James R
James R

Reputation: 151

Excel file contains invalid hidden characters that can't be removed

I have a peculiar problem with hidden characters in an Excel spreadsheet which uses VBA to create a text file. I've attached a link to a test version of the file, and I'll explain as best I can the issue.

The file creates a plain txt file that can be used to feed data into a System we use. It works well normally, however we've been supplied approximately 15,000 rows of data, and at random points throughout there are hidden characters.

In the test file, there's 1 row and it's cell B11 that has hidden characters at the beginning and end of the value. If you put your cursor at the end of it, and press the backspace key, it will look as if nothing has happened, but actually you've just deleted one of the characters.

As far as Excel is concerned, those hidden characters are question marks, but they're not, as text stream would parse those, but it doesn't, and instead throws up an invalid procedure call error.

■ **Data supplied**:
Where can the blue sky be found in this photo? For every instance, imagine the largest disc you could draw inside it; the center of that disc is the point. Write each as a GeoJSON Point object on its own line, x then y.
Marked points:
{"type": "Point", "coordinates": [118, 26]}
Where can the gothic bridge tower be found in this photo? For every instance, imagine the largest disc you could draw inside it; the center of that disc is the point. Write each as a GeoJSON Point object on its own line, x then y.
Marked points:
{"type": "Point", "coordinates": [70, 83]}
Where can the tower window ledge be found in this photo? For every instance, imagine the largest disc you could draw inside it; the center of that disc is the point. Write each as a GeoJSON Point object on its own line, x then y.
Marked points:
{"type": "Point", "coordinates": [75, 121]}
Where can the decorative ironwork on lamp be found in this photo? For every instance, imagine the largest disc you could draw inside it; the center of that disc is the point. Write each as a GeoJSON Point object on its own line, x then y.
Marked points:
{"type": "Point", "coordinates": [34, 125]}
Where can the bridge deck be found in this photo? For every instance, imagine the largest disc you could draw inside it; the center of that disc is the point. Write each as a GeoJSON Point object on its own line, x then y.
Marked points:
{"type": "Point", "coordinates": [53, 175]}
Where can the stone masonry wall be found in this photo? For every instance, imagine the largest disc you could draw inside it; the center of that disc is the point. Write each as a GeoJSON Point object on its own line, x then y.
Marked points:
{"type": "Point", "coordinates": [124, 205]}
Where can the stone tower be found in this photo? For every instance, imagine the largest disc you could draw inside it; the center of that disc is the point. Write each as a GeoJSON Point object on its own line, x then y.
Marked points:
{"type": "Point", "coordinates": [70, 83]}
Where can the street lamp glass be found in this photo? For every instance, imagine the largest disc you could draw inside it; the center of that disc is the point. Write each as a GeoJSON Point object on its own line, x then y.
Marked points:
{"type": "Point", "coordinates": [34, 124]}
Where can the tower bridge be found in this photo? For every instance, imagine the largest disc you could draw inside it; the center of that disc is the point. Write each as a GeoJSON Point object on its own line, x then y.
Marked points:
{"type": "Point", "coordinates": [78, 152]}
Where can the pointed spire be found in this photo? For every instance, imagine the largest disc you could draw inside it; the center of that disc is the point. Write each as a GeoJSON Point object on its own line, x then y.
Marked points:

■ **Exercises to complete**:
[A] Can you write out the part of the forum post that opens with the words "The file creates" and closes with "are hidden characters.", swapping "System" for "database"?
[B] How many lines of the entries contain the string "lamp"? Give only the number.
The entries have no connection to the forum post.

■ **Full solutions**:
[A]
The file creates a plain txt file that can be used to feed data into a database we use. It works well normally, however we've been supplied approximately 15,000 rows of data, and at random points throughout there are hidden characters.

[B] 2